> What is required: The records below are to be set down word for word, with every picture left out.

(Items from a dataset)
= Beginning of Section =

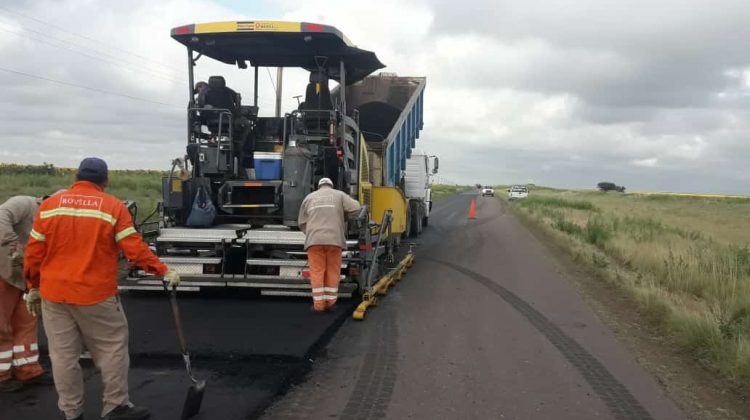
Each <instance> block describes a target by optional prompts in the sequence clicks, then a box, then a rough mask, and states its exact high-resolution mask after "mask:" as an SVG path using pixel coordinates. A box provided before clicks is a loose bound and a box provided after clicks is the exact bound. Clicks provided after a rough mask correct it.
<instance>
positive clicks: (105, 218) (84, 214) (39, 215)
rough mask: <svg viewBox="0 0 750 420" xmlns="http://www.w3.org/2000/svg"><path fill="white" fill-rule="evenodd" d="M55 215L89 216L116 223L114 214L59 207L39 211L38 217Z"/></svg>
mask: <svg viewBox="0 0 750 420" xmlns="http://www.w3.org/2000/svg"><path fill="white" fill-rule="evenodd" d="M55 216H73V217H91V218H94V219H101V220H104V221H105V222H108V223H111V224H112V225H113V226H114V225H115V224H116V223H117V219H115V218H114V216H112V215H111V214H107V213H105V212H103V211H99V210H89V209H75V208H72V207H59V208H56V209H54V210H47V211H43V212H41V213H39V217H40V218H42V219H48V218H50V217H55Z"/></svg>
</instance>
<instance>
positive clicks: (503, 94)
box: [0, 0, 750, 194]
mask: <svg viewBox="0 0 750 420" xmlns="http://www.w3.org/2000/svg"><path fill="white" fill-rule="evenodd" d="M404 3H408V5H404ZM248 19H276V20H292V21H308V22H319V23H325V24H329V25H333V26H336V27H337V28H339V29H340V30H342V31H343V32H344V33H345V34H346V35H347V36H348V37H349V38H350V39H351V40H352V42H354V43H355V44H357V45H358V46H359V47H361V48H365V49H369V50H372V51H375V52H376V54H377V55H378V57H379V58H380V60H381V61H382V62H383V63H385V64H386V65H387V68H386V69H385V70H384V71H389V72H397V73H399V74H402V75H413V76H427V90H426V93H425V99H426V108H425V128H424V131H423V132H422V136H421V138H420V140H419V142H420V143H421V144H420V148H422V149H424V150H426V151H428V152H430V153H434V154H437V155H439V156H440V158H441V168H440V169H441V173H440V175H441V176H442V177H443V178H445V179H449V180H452V181H454V182H459V183H471V184H473V183H525V182H533V183H536V184H543V185H550V186H557V187H578V188H580V187H593V186H595V184H596V183H597V182H599V181H613V182H616V183H617V184H621V185H625V186H627V187H628V189H629V190H631V191H679V192H716V193H732V194H750V170H748V166H750V165H748V160H747V158H748V156H750V141H748V140H750V119H749V117H750V112H748V110H749V109H750V37H748V36H747V28H748V27H750V1H747V0H716V1H707V0H658V1H653V0H649V1H646V0H630V1H621V0H617V1H616V0H543V1H542V0H538V1H533V0H523V1H521V0H514V1H510V0H505V1H504V0H486V1H480V0H464V1H460V2H456V1H448V0H424V1H408V2H407V1H404V0H379V1H377V2H375V1H368V2H364V1H352V0H346V1H323V0H304V1H291V0H275V1H252V2H249V1H237V2H232V1H228V0H222V1H204V0H165V1H158V2H157V1H153V0H148V1H147V0H129V1H110V0H100V1H92V0H65V1H59V0H49V1H16V2H2V3H0V57H2V60H0V88H1V89H2V92H3V100H2V101H0V127H1V128H0V145H2V147H0V162H14V163H42V162H49V163H54V164H56V165H58V166H74V165H76V164H77V163H78V161H79V160H80V159H81V158H83V157H86V156H91V155H95V156H101V157H103V158H105V159H107V160H108V162H109V163H110V166H111V167H112V168H118V169H119V168H131V169H132V168H149V169H167V166H168V165H169V162H170V160H171V159H172V158H173V157H176V156H179V155H181V154H183V153H184V145H185V141H186V140H185V122H184V118H185V112H184V108H185V103H186V101H187V89H188V88H187V81H186V79H187V76H186V71H187V65H186V61H187V60H186V54H185V51H184V48H183V47H182V46H181V44H178V43H177V42H175V41H173V40H172V39H171V38H170V36H169V29H170V28H172V27H174V26H179V25H182V24H186V23H193V22H210V21H218V20H248ZM19 73H25V74H26V75H21V74H19ZM210 74H225V75H226V76H227V77H228V81H229V83H230V85H231V86H232V87H234V88H236V89H237V90H238V91H240V92H241V93H243V96H244V97H245V98H246V100H249V98H252V76H251V74H250V72H247V71H246V72H240V71H238V70H236V69H233V68H231V67H229V66H223V65H218V64H215V63H214V64H212V63H208V60H206V62H202V63H200V65H199V66H198V77H199V78H207V76H208V75H210ZM32 76H33V77H32ZM261 76H264V75H263V74H261ZM287 77H288V78H287V79H285V83H284V88H285V91H284V98H285V107H286V109H287V110H289V109H290V107H292V106H293V105H294V104H295V103H296V101H295V100H294V99H293V96H295V95H299V94H302V93H304V80H305V79H306V76H305V75H304V74H303V73H294V72H288V74H287ZM41 78H44V79H49V80H42V79H41ZM50 80H54V81H55V82H53V81H50ZM71 85H79V86H84V87H86V88H88V89H84V88H81V87H76V86H71ZM260 91H261V92H260V94H261V96H262V98H261V113H263V114H266V115H270V113H271V112H273V92H272V85H271V81H270V75H269V74H266V75H265V76H264V77H261V89H260Z"/></svg>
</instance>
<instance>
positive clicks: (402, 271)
mask: <svg viewBox="0 0 750 420" xmlns="http://www.w3.org/2000/svg"><path fill="white" fill-rule="evenodd" d="M412 265H414V254H413V253H411V252H409V254H408V255H406V257H404V259H403V260H401V262H399V263H398V266H396V268H395V269H393V270H391V272H390V273H388V274H386V275H384V276H383V277H381V278H380V279H379V280H378V281H377V282H376V283H375V284H374V285H373V286H372V288H371V289H370V290H367V291H365V293H363V294H362V302H361V303H360V304H359V305H358V306H357V309H355V310H354V313H352V318H354V319H356V320H363V319H365V313H366V312H367V309H368V308H369V307H371V306H377V304H378V297H379V296H385V295H386V294H388V290H389V289H390V288H391V286H393V285H395V284H396V283H397V282H399V281H401V279H402V278H403V277H404V274H406V271H407V270H408V269H409V268H411V266H412Z"/></svg>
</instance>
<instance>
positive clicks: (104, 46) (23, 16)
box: [0, 5, 180, 71]
mask: <svg viewBox="0 0 750 420" xmlns="http://www.w3.org/2000/svg"><path fill="white" fill-rule="evenodd" d="M0 9H2V10H5V11H6V12H8V13H12V14H14V15H16V16H20V17H22V18H24V19H28V20H32V21H34V22H37V23H41V24H42V25H45V26H48V27H51V28H55V29H57V30H58V31H60V32H63V33H66V34H69V35H73V36H75V37H78V38H81V39H85V40H87V41H91V42H95V43H97V44H99V45H102V46H104V47H106V48H112V49H115V50H118V51H121V52H123V53H125V54H128V55H132V56H134V57H138V58H140V59H143V60H147V61H150V62H152V63H155V64H158V65H160V66H162V67H165V68H168V69H171V70H173V71H174V70H177V71H180V70H179V69H177V67H173V66H171V65H169V64H166V63H163V62H161V61H158V60H154V59H152V58H149V57H146V56H143V55H140V54H138V53H134V52H132V51H128V50H126V49H124V48H120V47H117V46H115V45H110V44H107V43H105V42H102V41H99V40H98V39H94V38H91V37H88V36H86V35H81V34H79V33H76V32H72V31H69V30H67V29H65V28H63V27H61V26H58V25H55V24H53V23H49V22H46V21H43V20H41V19H37V18H35V17H32V16H29V15H26V14H23V13H21V12H18V11H15V10H12V9H9V8H8V7H5V6H2V5H0Z"/></svg>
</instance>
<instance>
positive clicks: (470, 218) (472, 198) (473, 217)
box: [469, 198, 477, 219]
mask: <svg viewBox="0 0 750 420" xmlns="http://www.w3.org/2000/svg"><path fill="white" fill-rule="evenodd" d="M476 218H477V205H476V203H475V202H474V199H473V198H472V199H471V204H470V205H469V219H476Z"/></svg>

= End of Section =

> Result:
Each <instance> block describes a target by optional prompts in the sequence clicks, then a box, then a rough mask, and states its exact high-resolution mask after "mask:" as an SVG path using pixel coordinates. A box provided before clicks is a loose bound and a box provided after clicks is the exact bound. Clicks provided after a rough mask correct it.
<instance>
positive clicks: (105, 218) (84, 214) (39, 215)
rough mask: <svg viewBox="0 0 750 420" xmlns="http://www.w3.org/2000/svg"><path fill="white" fill-rule="evenodd" d="M55 215L89 216L116 223L114 214L59 207L39 211L38 217Z"/></svg>
mask: <svg viewBox="0 0 750 420" xmlns="http://www.w3.org/2000/svg"><path fill="white" fill-rule="evenodd" d="M55 216H73V217H91V218H94V219H101V220H104V221H105V222H108V223H111V224H112V225H113V226H114V225H115V224H116V223H117V219H115V218H114V216H112V215H111V214H107V213H105V212H103V211H99V210H89V209H75V208H72V207H59V208H56V209H54V210H47V211H43V212H41V213H39V217H40V218H42V219H48V218H50V217H55Z"/></svg>
</instance>
<instance>
positive clicks: (503, 94)
box: [0, 0, 750, 194]
mask: <svg viewBox="0 0 750 420" xmlns="http://www.w3.org/2000/svg"><path fill="white" fill-rule="evenodd" d="M404 3H408V5H404ZM248 19H276V20H292V21H308V22H319V23H325V24H329V25H333V26H336V27H337V28H339V29H340V30H342V31H343V32H344V33H345V34H346V35H347V36H348V37H349V38H350V39H351V40H352V42H354V43H355V44H357V45H358V46H359V47H361V48H365V49H369V50H372V51H375V52H376V54H377V55H378V57H379V58H380V60H381V61H382V62H383V63H385V64H386V65H387V68H386V69H385V70H384V71H389V72H397V73H399V74H402V75H413V76H427V90H426V93H425V99H426V108H425V128H424V131H423V132H422V136H421V138H420V140H419V142H420V143H421V144H420V148H422V149H424V150H426V151H428V152H430V153H434V154H437V155H439V156H440V158H441V168H440V169H441V173H440V175H441V176H442V177H443V178H445V179H449V180H452V181H454V182H459V183H471V184H473V183H525V182H533V183H536V184H543V185H550V186H557V187H578V188H580V187H593V186H595V184H596V183H597V182H599V181H613V182H616V183H617V184H621V185H625V186H627V187H628V189H629V190H631V191H679V192H716V193H732V194H750V170H748V166H750V165H748V160H747V158H748V156H750V141H748V140H750V119H749V117H750V112H748V110H749V109H750V37H748V36H747V28H748V27H750V1H747V0H716V1H707V0H658V1H653V0H649V1H646V0H630V1H621V0H617V1H616V0H543V1H542V0H538V1H533V0H523V1H521V0H514V1H510V0H505V1H504V0H486V1H480V0H464V1H460V2H456V1H448V0H424V1H408V2H407V1H404V0H379V1H377V2H375V1H368V2H364V1H352V0H346V1H323V0H304V1H291V0H275V1H252V2H249V1H237V2H232V1H228V0H222V1H204V0H165V1H158V2H157V1H153V0H148V1H147V0H129V1H110V0H100V1H92V0H65V1H59V0H49V1H16V2H2V3H0V57H2V60H0V88H1V89H2V92H3V100H2V101H0V127H1V128H0V145H2V147H0V162H14V163H42V162H49V163H54V164H56V165H58V166H74V165H76V164H77V163H78V161H79V160H80V159H81V158H83V157H86V156H91V155H95V156H101V157H103V158H105V159H107V160H108V162H109V163H110V166H111V167H112V168H118V169H119V168H131V169H132V168H149V169H167V166H168V165H169V162H170V160H171V159H172V158H173V157H176V156H179V155H181V154H183V153H184V145H185V141H186V140H185V122H184V118H185V112H184V108H185V103H186V101H187V89H188V88H187V81H186V79H187V76H186V71H187V65H186V61H187V60H186V54H185V51H184V48H183V47H182V46H181V44H178V43H177V42H175V41H173V40H172V39H171V38H170V36H169V29H170V28H172V27H174V26H179V25H182V24H186V23H193V22H210V21H218V20H248ZM19 73H25V74H26V75H21V74H19ZM210 74H225V75H226V76H227V77H228V81H229V83H230V85H231V86H232V87H234V88H236V89H237V90H238V91H240V92H241V93H243V96H244V97H245V98H246V100H249V98H252V76H251V74H250V72H247V71H246V72H240V71H238V70H236V69H233V68H231V67H229V66H223V65H218V64H215V63H214V64H212V63H208V60H206V62H202V63H200V65H199V66H198V77H199V78H207V76H208V75H210ZM32 76H33V77H32ZM261 76H264V75H263V74H261ZM287 77H288V78H287V79H285V83H284V88H285V91H284V98H285V107H286V109H287V110H289V109H290V107H292V106H293V105H294V104H295V103H296V101H295V100H294V99H293V96H295V95H299V94H302V93H304V80H305V79H306V76H305V75H304V74H303V73H294V72H288V74H287ZM41 78H44V79H49V80H42V79H41ZM50 80H54V81H55V82H53V81H50ZM71 85H79V86H84V87H86V88H88V89H84V88H81V87H76V86H71ZM260 91H261V92H260V94H261V96H262V98H261V113H263V114H266V115H270V113H271V112H273V92H272V85H271V81H270V75H269V74H266V75H265V76H264V77H261V89H260Z"/></svg>
</instance>
<instance>
positive clicks: (402, 271)
mask: <svg viewBox="0 0 750 420" xmlns="http://www.w3.org/2000/svg"><path fill="white" fill-rule="evenodd" d="M412 265H414V254H413V253H411V252H409V254H408V255H406V257H404V259H403V260H401V262H399V263H398V266H396V268H395V269H393V270H391V272H390V273H388V274H386V275H384V276H383V277H381V278H380V279H379V280H378V281H377V282H376V283H375V284H374V285H373V286H372V288H371V289H370V290H367V291H365V293H363V294H362V302H361V303H360V304H359V305H358V306H357V309H355V310H354V313H352V318H354V319H356V320H363V319H365V313H366V312H367V309H368V308H369V307H371V306H377V304H378V297H379V296H385V295H386V294H388V290H389V289H390V288H391V286H393V285H395V284H396V283H397V282H399V281H401V279H402V278H403V277H404V274H406V271H407V270H408V269H409V268H411V266H412Z"/></svg>
</instance>
<instance>
positive clicks: (104, 46) (23, 16)
box: [0, 5, 180, 71]
mask: <svg viewBox="0 0 750 420" xmlns="http://www.w3.org/2000/svg"><path fill="white" fill-rule="evenodd" d="M0 9H2V10H5V11H6V12H8V13H12V14H14V15H16V16H20V17H22V18H24V19H28V20H32V21H34V22H37V23H41V24H42V25H45V26H48V27H51V28H55V29H57V30H58V31H60V32H63V33H66V34H69V35H73V36H75V37H78V38H81V39H85V40H87V41H91V42H95V43H97V44H99V45H102V46H104V47H106V48H112V49H115V50H118V51H121V52H123V53H125V54H128V55H132V56H134V57H138V58H140V59H143V60H147V61H150V62H152V63H155V64H158V65H160V66H162V67H165V68H168V69H171V70H173V71H174V70H177V71H180V70H179V69H177V67H173V66H171V65H169V64H166V63H163V62H161V61H158V60H154V59H152V58H149V57H146V56H143V55H140V54H138V53H134V52H132V51H128V50H126V49H124V48H120V47H117V46H115V45H110V44H107V43H105V42H102V41H99V40H98V39H94V38H91V37H88V36H86V35H81V34H79V33H76V32H72V31H69V30H67V29H65V28H63V27H61V26H58V25H55V24H53V23H49V22H46V21H43V20H41V19H37V18H35V17H32V16H29V15H26V14H23V13H21V12H18V11H15V10H12V9H9V8H8V7H5V6H2V5H0Z"/></svg>
</instance>
<instance>
positive clicks: (470, 218) (472, 198) (473, 217)
box: [469, 198, 477, 219]
mask: <svg viewBox="0 0 750 420" xmlns="http://www.w3.org/2000/svg"><path fill="white" fill-rule="evenodd" d="M476 218H477V205H476V203H475V202H474V199H473V198H472V199H471V204H470V205H469V219H476Z"/></svg>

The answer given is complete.